Required task =>
Continue the archive entry on the dance piece Oscar, writing the next part after its final sentence.

Excerpted passage =>
Oscar [remontage 2016]
2016 - Director : Zeriahen, Karim
Choreographer(s) : Petton, Luc (France)
Present in collection(s): Centre national de la danse , Danse en amateur et répertoire
Video producer : Centre national de la danse
Integral video available at CND de Pantin
Oscar [remontage 2016]
2016 - Director : Zeriahen, Karim
Choreographer(s) : Petton, Luc (France)
Present in collection(s): Centre national de la danse , Danse en amateur et répertoire
Video producer : Centre national de la danse
Integral video available at CND de Pantin
Oscar [remontage 2016]
Choreography by Luc Petton
An extract remodelled by the group Présences (Charleville-Mézières), artistic manager Danièle Wuatelet, as part of the “Danse en amateur et repertoire” programme (2015) (a programme created to assist and promote amateur dancing).
The group
With ten female dancers, the group Présences, created in 1982 in Charleville-Mézières (Ardennes) by Danièle Wuatelet, testifies to a long-term commitment. Under the leadership of this specialised teacher who practices dance with passion, the interpreters participate in regional projects and present shows at the Théâtre de Charleville-Mézières in partnership with the Pôle Danse (Sedan). The group rehearses in the hall of the Maison de la culture et des loisirs Ma Bohême, in Charleville, and also works in the Laboratoire chorégraphique de Reims.
The project
The choice of the piece Oscar is the result of the desire to take possession of a playful and sleek choreography inspired by the famous Danse des batons (Stick dance) by the German visual artist and choreographer Oskar Schlemmer (1888-1943), the inventor of the Triadisches Ballett. The relationship of the body with the object deploys a fascinating variety of nuances: tactile, relational, spatial, etc. He dances and generates dance in the same movement. Two extracts were selected from the series Tasseaux to allow the participation of the ten dancers of the group. Three artists, Céline Coessens, Tuomas Lahti and Cyrille Bochew, Luc Petton’s interpreters, worked with the group.
The choreographer
Luc Petton, a karate expert since his teenage years, discovered contemporary dance at the age of eighteen. During his years of learning, he first crossed the path of Moses Pendelton, the director of the company Pilobolus, and then that of Alwin Nikolais in 1980. An interpreter for Suzanne Linke at the Essen Folkwang Tanz Studio (Germany), he started to create his own works in 1985, the year when he set up his company with Marilén Iglesias-Breuker. In 2004, this amateur ornithologist launched into a daring undertaking by choreographing birds and dancers. La Confidence des oiseaux (2006), Swan (2012), with real swans, Light Bird (2014), with Manchurian cranes, testify to the precision and subtlety of this spectacular invitation to birds and dancers to share the stage for a most original dialogue.

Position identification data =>

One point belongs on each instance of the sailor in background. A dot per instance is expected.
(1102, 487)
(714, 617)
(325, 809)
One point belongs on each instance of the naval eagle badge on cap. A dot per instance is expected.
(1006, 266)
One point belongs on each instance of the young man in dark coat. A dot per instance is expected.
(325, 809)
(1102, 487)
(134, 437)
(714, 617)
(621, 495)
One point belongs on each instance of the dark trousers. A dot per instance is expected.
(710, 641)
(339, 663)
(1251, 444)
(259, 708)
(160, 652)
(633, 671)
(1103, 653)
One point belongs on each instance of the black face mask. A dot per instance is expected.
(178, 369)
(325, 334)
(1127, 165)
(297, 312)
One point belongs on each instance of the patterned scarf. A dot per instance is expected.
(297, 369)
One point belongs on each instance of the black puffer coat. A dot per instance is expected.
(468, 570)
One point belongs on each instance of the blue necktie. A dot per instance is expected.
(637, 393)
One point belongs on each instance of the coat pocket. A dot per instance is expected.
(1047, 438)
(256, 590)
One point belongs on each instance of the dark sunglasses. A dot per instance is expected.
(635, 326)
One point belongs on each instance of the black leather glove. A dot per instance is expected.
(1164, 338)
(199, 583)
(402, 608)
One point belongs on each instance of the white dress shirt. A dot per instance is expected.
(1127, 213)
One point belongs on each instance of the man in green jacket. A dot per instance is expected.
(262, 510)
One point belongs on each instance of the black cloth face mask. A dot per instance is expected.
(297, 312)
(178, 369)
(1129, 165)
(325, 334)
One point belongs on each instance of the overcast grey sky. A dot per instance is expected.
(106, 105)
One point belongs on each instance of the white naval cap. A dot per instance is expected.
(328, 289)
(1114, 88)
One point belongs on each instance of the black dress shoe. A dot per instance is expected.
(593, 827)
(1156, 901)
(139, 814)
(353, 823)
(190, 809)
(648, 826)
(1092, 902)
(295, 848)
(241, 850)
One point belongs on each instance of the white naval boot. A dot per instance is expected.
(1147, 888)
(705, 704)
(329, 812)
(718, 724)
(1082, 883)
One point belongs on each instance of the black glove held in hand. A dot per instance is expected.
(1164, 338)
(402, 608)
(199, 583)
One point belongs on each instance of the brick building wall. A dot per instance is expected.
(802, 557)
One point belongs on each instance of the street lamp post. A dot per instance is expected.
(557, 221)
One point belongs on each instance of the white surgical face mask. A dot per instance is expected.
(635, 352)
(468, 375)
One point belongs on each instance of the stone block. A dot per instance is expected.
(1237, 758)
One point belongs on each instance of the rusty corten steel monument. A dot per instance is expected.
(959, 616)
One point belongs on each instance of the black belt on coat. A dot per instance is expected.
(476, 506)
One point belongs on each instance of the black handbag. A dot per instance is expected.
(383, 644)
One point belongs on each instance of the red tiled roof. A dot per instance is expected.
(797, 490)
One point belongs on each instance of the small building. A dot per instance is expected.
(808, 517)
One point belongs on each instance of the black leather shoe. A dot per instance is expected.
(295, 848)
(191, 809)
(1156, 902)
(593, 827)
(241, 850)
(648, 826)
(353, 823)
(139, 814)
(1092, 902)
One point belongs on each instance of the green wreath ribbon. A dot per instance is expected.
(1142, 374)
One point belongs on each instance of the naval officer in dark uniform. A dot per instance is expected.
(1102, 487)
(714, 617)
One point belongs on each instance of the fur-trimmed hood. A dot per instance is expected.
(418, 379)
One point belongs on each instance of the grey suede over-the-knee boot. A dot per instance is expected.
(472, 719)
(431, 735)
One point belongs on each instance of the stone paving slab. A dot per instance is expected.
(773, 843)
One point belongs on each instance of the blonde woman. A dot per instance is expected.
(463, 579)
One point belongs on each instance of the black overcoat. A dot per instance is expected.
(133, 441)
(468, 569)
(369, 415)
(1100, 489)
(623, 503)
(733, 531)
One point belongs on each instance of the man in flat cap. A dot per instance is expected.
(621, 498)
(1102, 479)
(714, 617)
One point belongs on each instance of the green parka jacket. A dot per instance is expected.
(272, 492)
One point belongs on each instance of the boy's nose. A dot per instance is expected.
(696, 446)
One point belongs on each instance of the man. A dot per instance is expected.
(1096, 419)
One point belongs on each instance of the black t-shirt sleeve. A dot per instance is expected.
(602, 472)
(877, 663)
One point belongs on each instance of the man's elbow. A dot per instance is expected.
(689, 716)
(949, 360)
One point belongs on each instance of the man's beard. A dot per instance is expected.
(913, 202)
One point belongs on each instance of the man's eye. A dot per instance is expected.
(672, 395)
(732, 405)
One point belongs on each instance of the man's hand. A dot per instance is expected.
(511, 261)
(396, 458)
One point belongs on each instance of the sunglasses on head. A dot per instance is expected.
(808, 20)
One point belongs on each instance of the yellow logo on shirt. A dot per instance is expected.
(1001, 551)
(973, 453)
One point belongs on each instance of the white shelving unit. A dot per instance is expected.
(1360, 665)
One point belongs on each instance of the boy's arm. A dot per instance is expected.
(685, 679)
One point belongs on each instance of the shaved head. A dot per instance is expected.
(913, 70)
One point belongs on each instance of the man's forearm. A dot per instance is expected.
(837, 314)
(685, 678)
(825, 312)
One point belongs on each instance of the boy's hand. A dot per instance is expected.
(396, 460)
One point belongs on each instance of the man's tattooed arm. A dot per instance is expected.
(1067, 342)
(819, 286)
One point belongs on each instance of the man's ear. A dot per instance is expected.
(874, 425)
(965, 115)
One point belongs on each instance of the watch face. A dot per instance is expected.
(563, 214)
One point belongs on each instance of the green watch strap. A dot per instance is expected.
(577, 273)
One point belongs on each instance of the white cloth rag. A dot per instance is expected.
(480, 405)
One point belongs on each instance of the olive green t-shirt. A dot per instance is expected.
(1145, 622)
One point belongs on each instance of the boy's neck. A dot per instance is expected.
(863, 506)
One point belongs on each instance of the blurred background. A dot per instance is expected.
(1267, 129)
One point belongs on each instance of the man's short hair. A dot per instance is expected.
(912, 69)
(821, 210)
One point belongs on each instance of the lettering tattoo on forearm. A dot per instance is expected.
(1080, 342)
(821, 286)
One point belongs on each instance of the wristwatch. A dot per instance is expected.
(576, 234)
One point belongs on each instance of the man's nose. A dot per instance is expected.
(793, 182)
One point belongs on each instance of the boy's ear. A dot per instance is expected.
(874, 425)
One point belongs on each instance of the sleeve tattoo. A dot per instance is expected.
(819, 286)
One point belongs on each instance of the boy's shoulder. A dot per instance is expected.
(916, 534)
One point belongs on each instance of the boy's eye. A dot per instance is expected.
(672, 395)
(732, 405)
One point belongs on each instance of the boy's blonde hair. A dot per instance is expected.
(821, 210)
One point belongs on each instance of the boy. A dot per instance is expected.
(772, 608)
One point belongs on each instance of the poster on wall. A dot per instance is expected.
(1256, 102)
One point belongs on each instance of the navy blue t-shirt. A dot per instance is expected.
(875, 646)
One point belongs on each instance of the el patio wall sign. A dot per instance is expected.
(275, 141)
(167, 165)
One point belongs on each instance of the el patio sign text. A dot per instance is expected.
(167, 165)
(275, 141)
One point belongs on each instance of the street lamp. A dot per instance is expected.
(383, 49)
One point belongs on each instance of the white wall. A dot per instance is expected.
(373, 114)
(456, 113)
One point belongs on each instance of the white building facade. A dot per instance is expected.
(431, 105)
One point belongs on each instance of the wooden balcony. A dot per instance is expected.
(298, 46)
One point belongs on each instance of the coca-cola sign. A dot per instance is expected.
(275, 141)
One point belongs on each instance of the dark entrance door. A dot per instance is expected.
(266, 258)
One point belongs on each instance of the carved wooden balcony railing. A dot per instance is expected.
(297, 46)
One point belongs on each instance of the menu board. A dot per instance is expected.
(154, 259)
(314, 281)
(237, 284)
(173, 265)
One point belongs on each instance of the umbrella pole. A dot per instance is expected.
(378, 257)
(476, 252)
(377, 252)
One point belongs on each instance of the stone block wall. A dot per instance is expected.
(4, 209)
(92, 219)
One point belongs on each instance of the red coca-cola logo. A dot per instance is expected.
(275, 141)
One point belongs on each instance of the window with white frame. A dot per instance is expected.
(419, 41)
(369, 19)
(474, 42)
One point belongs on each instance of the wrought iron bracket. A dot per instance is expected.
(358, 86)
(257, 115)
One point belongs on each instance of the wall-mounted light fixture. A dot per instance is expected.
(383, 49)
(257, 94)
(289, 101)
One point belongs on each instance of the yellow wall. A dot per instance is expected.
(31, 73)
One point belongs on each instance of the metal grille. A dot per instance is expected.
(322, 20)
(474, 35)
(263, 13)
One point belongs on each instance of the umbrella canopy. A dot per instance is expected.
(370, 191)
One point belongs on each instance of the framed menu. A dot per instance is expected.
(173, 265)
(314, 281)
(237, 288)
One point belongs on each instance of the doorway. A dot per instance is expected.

Result below =>
Petton, Luc
After intense practise in martial arts, Luc Petton discovered contemporary dance through Muriel Jaër, and then Moses Pendelton, director of the Pilobolus Company. In 1980, he was granted a scholarship to study in New York at Alwin Nikolaïs' and Murray Louis' Dance Theater Lab and he danced with the Robin Feld Company (contact improvisation), whilst pursuing his training with the Trisha Brown Company. From 1981 to 1984, he was involved in the Folkwang Tanz Studio in Essen, directed by Hans Zullig who, along with Jean Cébron provided him his training. Here he danced for several choreographers: Suzanne Linke, Marilén Breuker, Mitsuru Sasaki and Christine Brunel.
In 1986, he founded the Icosaèdre Company with Marilén Iglésias-Breuker, which he co-directed until 1994. During this period, he began working on his own creations, he participated in a myriad of performances and creations that embraced other artistic disciplines and other cultures, and he discovered the Intrumentarium Pilates with Dominique Dupuy who produced again the solo “En vol” for him.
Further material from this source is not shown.